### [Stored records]

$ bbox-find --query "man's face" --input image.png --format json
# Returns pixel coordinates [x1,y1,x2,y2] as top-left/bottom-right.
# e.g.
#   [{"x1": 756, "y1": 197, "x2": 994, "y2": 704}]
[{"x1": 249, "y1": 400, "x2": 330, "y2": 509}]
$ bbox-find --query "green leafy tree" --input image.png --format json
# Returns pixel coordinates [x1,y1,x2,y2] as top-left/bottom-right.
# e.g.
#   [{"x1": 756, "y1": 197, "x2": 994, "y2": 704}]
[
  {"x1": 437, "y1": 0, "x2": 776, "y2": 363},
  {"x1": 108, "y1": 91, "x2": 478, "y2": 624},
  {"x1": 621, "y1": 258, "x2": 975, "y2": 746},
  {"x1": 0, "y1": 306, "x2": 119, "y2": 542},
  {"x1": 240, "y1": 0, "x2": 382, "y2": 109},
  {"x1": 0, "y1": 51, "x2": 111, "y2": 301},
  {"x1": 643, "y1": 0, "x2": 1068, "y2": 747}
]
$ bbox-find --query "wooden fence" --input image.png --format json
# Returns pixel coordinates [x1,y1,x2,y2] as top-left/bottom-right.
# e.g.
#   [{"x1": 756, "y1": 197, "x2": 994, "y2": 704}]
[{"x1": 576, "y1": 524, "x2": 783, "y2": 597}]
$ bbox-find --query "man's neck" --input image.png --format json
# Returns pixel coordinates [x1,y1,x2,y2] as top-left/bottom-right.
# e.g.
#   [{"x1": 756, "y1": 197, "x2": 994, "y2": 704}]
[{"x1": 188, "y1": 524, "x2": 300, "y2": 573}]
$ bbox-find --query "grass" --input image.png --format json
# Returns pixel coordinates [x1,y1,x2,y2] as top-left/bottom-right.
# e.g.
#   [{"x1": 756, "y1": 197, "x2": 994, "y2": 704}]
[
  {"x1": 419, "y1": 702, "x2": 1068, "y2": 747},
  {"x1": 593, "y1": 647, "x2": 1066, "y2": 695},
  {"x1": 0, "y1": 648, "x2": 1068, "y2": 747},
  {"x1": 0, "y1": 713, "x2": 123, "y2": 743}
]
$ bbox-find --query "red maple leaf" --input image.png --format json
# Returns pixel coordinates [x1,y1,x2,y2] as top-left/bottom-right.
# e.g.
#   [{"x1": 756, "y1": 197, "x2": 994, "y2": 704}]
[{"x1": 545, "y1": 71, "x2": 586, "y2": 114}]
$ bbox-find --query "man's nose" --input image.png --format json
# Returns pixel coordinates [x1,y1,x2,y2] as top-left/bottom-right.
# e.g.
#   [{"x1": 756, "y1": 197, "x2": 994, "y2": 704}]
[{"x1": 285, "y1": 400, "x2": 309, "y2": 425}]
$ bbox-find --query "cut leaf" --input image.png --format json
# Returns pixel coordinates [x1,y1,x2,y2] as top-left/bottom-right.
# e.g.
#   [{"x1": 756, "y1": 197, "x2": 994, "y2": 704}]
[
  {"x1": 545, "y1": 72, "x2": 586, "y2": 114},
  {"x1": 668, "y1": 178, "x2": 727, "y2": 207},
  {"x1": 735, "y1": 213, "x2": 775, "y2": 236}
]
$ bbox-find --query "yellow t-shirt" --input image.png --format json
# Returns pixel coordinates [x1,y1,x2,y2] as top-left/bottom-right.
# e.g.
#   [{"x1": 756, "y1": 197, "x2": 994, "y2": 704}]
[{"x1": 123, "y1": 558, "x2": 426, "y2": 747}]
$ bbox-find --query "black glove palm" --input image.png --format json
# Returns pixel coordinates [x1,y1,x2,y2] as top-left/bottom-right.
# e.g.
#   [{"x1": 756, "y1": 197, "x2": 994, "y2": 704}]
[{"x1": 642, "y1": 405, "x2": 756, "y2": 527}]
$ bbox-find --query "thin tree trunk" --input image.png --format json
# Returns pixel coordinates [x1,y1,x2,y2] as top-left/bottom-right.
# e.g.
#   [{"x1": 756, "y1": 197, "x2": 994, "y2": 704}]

### [What is required]
Return every line in the stored records above that contains the string "json". Case counts.

### [Task answer]
$ bbox-find --query "man's face" --input image.png --format json
$ bbox-find --query "green leafy tree" --input image.png --format json
$ bbox-find --query "wooden fence" --input image.png --format json
$ bbox-find --query "man's neck" --input image.png --format json
$ bbox-find --query "grass" --input image.png --format json
$ bbox-find --query "red maple leaf" --input image.png --format json
$ bbox-find --query "man's nose" --input image.png --format json
$ bbox-find --query "cut leaf" --input image.png --format json
$ bbox-find --query "yellow t-shirt" --input image.png --format json
$ bbox-find --query "black glove palm" --input image.png --format json
$ bbox-find --query "thin tree trunk" --input image.png --format json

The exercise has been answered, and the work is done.